**Task statement:**
Should any entry seem unclear, still set it down exactly as given, along with all the others.

**Data supplied:**
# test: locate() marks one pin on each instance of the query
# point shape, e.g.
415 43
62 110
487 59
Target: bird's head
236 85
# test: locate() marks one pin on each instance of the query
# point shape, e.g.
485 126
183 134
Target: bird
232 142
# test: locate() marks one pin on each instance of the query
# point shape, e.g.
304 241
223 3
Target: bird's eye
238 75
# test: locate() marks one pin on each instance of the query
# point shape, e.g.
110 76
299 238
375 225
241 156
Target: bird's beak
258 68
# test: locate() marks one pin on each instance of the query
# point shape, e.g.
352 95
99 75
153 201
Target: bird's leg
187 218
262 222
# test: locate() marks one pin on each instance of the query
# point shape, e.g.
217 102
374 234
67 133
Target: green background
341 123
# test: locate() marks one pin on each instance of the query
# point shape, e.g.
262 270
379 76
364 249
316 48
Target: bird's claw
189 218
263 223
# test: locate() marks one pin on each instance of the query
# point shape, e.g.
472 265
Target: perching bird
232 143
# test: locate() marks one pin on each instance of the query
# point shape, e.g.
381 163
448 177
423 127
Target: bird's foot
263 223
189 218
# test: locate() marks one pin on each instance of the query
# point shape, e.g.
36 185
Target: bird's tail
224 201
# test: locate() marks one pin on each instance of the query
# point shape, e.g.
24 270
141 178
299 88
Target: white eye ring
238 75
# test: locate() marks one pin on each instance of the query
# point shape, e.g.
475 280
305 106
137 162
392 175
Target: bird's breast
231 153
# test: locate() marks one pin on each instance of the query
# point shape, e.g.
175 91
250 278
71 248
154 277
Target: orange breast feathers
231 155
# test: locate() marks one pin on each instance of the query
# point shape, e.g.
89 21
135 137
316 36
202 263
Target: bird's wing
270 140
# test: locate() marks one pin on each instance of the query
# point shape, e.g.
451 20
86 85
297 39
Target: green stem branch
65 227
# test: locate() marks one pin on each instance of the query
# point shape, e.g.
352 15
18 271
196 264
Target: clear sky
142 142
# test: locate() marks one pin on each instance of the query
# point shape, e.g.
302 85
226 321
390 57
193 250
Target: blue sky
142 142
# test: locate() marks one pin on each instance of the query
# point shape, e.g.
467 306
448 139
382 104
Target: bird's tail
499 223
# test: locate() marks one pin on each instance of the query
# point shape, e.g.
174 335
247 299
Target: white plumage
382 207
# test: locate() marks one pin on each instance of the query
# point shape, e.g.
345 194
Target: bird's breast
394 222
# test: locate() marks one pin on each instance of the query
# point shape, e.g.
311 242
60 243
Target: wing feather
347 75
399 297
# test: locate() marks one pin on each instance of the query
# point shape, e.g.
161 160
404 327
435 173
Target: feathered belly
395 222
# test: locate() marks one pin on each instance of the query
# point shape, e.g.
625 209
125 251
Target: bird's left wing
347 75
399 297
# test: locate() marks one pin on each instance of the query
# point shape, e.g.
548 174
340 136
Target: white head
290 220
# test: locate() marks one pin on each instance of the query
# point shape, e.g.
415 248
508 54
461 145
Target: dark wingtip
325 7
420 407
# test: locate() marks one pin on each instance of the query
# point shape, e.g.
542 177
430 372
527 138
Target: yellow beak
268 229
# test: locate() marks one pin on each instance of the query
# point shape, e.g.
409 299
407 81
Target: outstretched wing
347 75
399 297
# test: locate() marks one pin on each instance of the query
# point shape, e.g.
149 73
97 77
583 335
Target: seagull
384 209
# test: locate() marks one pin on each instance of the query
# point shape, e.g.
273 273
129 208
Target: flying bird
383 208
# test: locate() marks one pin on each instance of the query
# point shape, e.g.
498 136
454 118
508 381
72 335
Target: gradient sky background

**Result below:**
# test: locate() marks one pin on each instance of the query
# point shape, e.g.
415 43
62 110
487 59
Target: bird's head
236 85
# test: locate() marks one pin on each instance of the query
# point shape, e.g.
485 126
183 134
Target: bird
232 142
# test: locate() marks one pin on each instance of the query
# point shape, e.g.
304 241
223 3
Target: bird's eye
238 75
# test: locate() marks one pin on each instance of the query
# point shape, e.g.
110 76
299 238
375 225
241 156
Target: bird's beak
258 68
# test: locate() marks one pin on each instance of the query
# point shape, e.g.
352 95
99 75
153 201
Target: bird's leg
187 218
262 222
# test: locate() marks one pin on each instance of the query
# point shape, e.g.
217 102
374 234
67 133
Target: green background
341 123
# test: locate() marks one pin on each instance of the query
# point shape, e.g.
262 270
379 76
364 249
316 48
Target: bird's claw
189 218
263 223
# test: locate() marks one pin on each instance of the query
# point shape, e.g.
472 265
Target: perching bird
232 143
# test: locate() marks one pin on each instance of the query
# point shape, e.g.
381 163
448 177
423 127
Target: bird's foot
263 223
189 218
# test: locate() marks one pin on each instance of the query
# point shape, e.g.
36 185
Target: bird's tail
224 201
# test: locate() marks one pin on each instance of the query
# point shape, e.g.
24 270
141 178
299 88
Target: white eye ring
238 75
# test: locate() marks one pin on each instance of the query
# point shape, e.g.
475 280
305 106
137 162
392 175
Target: bird's breast
231 153
# test: locate() marks one pin on each instance of the query
# point shape, e.g.
175 91
250 278
71 248
154 277
Target: orange breast feathers
231 155
# test: locate() marks one pin on each instance of the query
# point shape, e.g.
89 21
135 137
316 36
202 263
Target: bird's wing
270 140
# test: locate() marks one pin on each instance of the query
# point shape, e.g.
451 20
86 85
297 39
Target: green stem branch
65 227
# test: locate() marks one pin on each instance of the query
# point shape, e.g.
352 15
18 271
196 264
Target: clear sky
142 142
# test: locate() marks one pin on each instance of the query
# point shape, e.g.
302 85
226 321
390 57
193 250
Target: blue sky
142 142
# test: locate() marks one pin on each instance of the query
# point shape, e.g.
467 306
448 139
382 104
Target: bird's tail
499 223
# test: locate() marks one pin on each instance of the query
# point shape, e.g.
174 335
247 299
Target: white plumage
382 207
# test: locate() marks one pin on each instance of the query
# point shape, e.g.
345 194
Target: bird's breast
394 222
# test: locate() marks one pin on each instance of the query
# point shape, e.g.
311 242
60 243
Target: wing feather
347 75
399 297
# test: locate() marks one pin on each instance of the query
# point shape, e.g.
161 160
404 327
435 173
Target: feathered belly
395 222
# test: locate() marks one pin on each instance of the query
# point shape, e.g.
625 209
125 251
Target: bird's left wing
347 75
399 297
# test: locate() marks one pin on each instance of the query
# point shape, e.g.
548 174
340 136
Target: white head
290 220
# test: locate() marks one pin on each instance of the query
# point shape, e.g.
415 248
508 54
461 145
Target: dark wingtip
325 7
420 407
# test: locate() marks one pin on each instance of the query
# point shape, e.g.
542 177
430 372
527 138
Target: yellow beak
268 229
# test: locate() marks one pin on each instance of the query
# point shape, e.g.
409 299
407 81
Target: outstretched wing
347 75
399 297
# test: locate() marks one pin on each instance of the query
# point shape, e.g.
149 73
97 77
583 335
Target: seagull
384 209
# test: locate() marks one pin on each instance of the query
# point shape, e.g.
273 273
129 208
Target: flying bird
383 208
# test: locate() marks one pin on each instance of the query
# point shape, e.g.
498 136
454 118
508 381
72 335
Target: gradient sky background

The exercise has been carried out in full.